### Work to complete
According to the contributor biography below, when was Verica Barac appointed President of the Anti-Corruption Council of Serbia?

### Text to read

Contributors of DICTIONARY OF WAR edition in Novi Sad

Verica Barac
Verica Barac, born in 1955 in Cacak. Graduated from the Faculty of Law in Belgrade. She worked as a lawyer in the economy sector and participated in the supervision and elaboration of by-laws for the local self-management. Public Attorney of the Municipality of Cacak between 1997 and 2001. She was one of the leaders of the Civil Parliament of Cacak during the NATO bombing in 1999, and later one of the founders of the Civil Parliament of Serbia and its President since the foundation till May 2003 when she was appointed President of the Anti-Corruption Council of Serbia. She has prepared the Civil Parliament's book «Pravac promena» (Belgrade, 2000), as well as two publications of the reports and initiatives by the Anti-Corruption Council, «Corruption, power and state - starting point and the results by the Anti-Corruption Council (2001-2004)», («Res publica», Belgrade, 2004), and «Corruption, power, state - second part» («Res publica», Belgrade, 2005). Together with Zoran Lutovac, co-editor of the book «Fight Against Corruption in Serbia between the National Strategy and the Action Plan» («Friedrich Ebert Stiftung», Belgrade, 2006) is the chairwoman of the Anti-Corruption Committee of Serbia.

### Entries shown
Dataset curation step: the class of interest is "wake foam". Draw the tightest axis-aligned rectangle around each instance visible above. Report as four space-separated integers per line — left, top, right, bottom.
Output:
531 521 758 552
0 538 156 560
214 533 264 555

### Solution
In May 2003.